→ THE RECORDS:
************
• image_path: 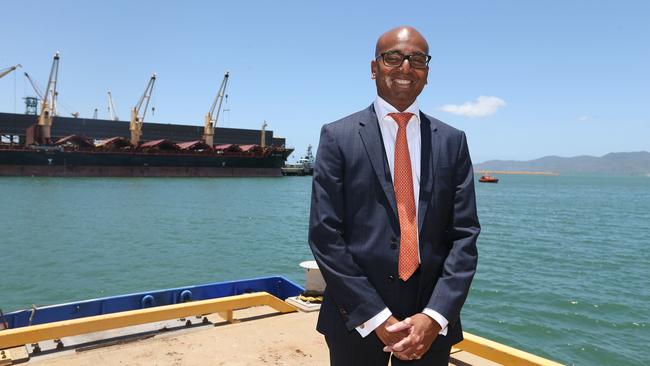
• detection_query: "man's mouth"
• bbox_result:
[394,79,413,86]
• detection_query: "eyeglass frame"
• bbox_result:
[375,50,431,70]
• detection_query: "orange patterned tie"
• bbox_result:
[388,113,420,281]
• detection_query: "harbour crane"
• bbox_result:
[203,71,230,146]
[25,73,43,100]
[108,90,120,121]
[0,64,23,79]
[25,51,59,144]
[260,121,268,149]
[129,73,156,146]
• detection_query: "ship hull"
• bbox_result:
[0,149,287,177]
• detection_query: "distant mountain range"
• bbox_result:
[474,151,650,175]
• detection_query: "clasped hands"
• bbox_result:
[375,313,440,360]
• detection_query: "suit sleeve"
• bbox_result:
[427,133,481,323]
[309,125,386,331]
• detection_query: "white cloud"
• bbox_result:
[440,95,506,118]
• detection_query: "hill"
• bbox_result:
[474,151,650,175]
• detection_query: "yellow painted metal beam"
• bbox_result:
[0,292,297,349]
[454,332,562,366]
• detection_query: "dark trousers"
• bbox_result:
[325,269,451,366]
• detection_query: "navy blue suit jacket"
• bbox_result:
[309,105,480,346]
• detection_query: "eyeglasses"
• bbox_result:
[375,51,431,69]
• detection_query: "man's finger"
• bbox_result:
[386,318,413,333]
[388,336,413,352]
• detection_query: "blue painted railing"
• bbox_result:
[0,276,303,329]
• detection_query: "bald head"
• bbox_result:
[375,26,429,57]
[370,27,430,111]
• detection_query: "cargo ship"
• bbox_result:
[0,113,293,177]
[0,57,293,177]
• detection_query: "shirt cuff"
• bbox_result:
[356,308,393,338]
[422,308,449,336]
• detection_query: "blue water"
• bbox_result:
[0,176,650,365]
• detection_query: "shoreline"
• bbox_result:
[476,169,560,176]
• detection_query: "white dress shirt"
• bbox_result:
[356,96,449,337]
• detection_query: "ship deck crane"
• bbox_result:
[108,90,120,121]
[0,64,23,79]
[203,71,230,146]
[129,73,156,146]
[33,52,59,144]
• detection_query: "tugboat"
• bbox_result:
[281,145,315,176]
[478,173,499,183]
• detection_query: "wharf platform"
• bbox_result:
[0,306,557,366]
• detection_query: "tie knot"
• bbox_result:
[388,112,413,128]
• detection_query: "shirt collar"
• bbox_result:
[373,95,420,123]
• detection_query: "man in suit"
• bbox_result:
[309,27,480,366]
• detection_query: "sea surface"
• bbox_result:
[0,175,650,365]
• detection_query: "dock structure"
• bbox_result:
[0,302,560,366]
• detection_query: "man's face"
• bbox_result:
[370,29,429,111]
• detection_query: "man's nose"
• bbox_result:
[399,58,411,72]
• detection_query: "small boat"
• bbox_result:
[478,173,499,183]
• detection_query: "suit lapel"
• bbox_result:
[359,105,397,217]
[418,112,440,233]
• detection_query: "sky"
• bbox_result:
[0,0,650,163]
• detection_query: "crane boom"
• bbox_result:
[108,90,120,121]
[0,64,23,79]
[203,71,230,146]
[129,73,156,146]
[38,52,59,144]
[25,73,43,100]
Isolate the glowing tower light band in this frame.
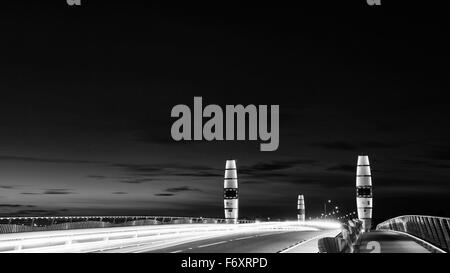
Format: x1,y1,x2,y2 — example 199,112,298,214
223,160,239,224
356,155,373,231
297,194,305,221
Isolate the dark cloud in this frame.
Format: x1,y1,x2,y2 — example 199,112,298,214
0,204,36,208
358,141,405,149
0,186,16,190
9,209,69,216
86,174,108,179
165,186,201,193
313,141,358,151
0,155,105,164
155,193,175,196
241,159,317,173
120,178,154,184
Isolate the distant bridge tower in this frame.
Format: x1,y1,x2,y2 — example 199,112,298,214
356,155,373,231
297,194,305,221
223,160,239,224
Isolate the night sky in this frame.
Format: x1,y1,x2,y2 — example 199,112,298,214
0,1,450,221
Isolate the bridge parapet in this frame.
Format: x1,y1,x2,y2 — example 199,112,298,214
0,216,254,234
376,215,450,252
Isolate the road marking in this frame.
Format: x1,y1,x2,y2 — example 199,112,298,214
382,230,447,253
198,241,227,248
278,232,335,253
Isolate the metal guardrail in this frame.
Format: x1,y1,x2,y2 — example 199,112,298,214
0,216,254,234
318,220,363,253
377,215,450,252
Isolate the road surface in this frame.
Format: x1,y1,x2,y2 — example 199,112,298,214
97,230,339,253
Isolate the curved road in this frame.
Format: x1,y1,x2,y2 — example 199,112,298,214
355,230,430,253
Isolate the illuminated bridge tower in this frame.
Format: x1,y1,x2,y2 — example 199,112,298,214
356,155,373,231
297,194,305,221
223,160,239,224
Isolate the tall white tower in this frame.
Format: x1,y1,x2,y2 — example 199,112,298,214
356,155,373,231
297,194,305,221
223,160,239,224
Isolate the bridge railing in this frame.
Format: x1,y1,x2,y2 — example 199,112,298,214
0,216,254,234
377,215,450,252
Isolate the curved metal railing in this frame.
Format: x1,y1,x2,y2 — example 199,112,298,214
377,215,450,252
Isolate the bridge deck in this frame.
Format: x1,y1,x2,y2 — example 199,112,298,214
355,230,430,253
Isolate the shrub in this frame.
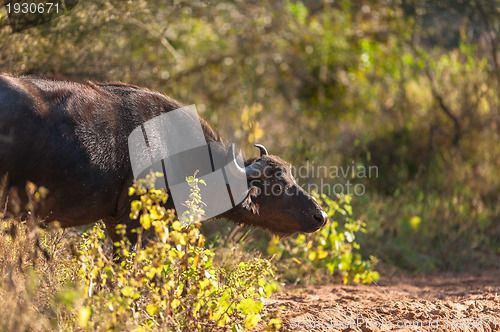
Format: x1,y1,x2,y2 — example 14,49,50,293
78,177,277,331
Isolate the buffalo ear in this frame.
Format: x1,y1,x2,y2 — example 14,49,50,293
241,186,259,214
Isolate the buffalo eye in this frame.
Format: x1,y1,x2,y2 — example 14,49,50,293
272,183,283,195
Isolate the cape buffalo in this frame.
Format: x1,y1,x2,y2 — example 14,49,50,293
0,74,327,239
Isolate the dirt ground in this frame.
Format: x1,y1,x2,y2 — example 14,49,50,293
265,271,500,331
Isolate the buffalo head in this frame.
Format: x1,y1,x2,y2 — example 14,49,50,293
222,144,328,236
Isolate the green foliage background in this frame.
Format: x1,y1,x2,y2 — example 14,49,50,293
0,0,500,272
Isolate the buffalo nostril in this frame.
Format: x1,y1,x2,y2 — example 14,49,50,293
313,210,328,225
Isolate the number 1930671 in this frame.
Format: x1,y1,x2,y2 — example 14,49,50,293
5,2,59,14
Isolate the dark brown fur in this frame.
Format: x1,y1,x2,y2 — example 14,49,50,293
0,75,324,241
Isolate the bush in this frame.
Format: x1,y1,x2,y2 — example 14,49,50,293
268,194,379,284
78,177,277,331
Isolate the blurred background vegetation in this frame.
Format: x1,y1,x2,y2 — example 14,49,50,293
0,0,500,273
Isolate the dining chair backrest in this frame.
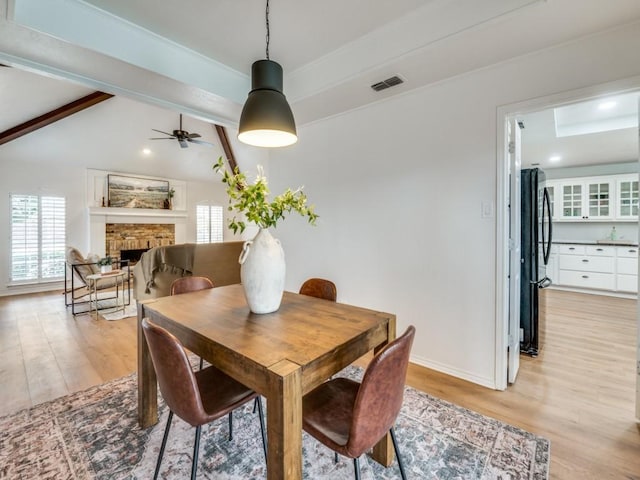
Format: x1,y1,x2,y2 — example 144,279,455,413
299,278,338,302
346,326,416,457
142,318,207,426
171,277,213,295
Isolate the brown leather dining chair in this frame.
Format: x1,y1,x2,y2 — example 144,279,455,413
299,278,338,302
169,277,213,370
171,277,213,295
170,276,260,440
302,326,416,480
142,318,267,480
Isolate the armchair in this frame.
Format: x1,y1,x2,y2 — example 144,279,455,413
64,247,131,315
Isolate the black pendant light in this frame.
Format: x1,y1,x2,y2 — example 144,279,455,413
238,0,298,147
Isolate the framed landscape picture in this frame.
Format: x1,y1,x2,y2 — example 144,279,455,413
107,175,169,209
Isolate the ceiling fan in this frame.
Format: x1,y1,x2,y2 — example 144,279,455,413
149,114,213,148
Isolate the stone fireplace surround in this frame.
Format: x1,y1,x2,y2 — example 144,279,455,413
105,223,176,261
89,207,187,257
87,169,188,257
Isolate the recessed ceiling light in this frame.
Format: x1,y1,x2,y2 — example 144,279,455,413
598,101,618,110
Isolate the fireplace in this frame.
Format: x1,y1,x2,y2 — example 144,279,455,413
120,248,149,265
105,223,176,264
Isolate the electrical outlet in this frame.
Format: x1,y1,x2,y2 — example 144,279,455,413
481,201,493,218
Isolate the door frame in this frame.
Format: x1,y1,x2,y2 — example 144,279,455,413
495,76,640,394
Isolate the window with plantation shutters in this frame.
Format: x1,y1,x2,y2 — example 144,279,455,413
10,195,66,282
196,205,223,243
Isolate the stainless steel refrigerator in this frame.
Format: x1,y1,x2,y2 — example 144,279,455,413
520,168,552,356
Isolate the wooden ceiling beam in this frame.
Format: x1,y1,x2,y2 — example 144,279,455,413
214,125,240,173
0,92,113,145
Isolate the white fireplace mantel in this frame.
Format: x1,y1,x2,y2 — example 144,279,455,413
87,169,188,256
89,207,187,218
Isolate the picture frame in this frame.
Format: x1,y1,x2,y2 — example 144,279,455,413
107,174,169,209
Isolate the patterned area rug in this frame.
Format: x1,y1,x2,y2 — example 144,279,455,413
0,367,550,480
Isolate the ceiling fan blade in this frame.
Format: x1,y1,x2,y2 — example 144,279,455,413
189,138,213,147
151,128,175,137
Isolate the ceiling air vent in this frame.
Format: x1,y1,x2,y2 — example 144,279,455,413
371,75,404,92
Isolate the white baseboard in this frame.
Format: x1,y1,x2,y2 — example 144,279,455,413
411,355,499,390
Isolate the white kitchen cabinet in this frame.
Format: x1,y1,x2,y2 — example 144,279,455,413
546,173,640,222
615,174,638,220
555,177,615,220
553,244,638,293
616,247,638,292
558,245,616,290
************
→ INSTRUCTIONS FOR THE TASK: Copy the rows above word for word, from the line with "Isolate the blurred" through the line with "149,114,213,148", including both of those lines. Leave out the pictures.

→ FULL SOLUTION:
Isolate the blurred background vegetation in this frame.
Format: x1,y1,x2,y2 — example 14,49,50,293
0,0,500,273
Isolate the dining chair backrest in this frame.
Format: x1,y1,x2,y2 — example 144,279,455,413
299,278,338,302
346,326,416,457
142,318,207,426
171,277,213,295
Isolate the brown leather dining chair in this frame.
Format: x1,y1,x2,y2 — example 144,279,455,413
299,278,338,302
169,277,213,370
171,277,213,295
170,276,260,440
302,326,416,480
142,318,267,480
Isolate the armchair in this frame.
Format: x1,y1,x2,y2 — example 144,279,455,413
64,247,131,315
Isolate the black pendant light in this frame.
Format: x1,y1,x2,y2 — example 144,279,455,413
238,0,298,147
Isolate the framed landscape picture in this frame.
Format: x1,y1,x2,y2 — example 144,279,455,413
107,175,169,209
Isolate the ceiling fan in this frame.
Format: x1,y1,x2,y2 — example 144,279,455,413
149,114,213,148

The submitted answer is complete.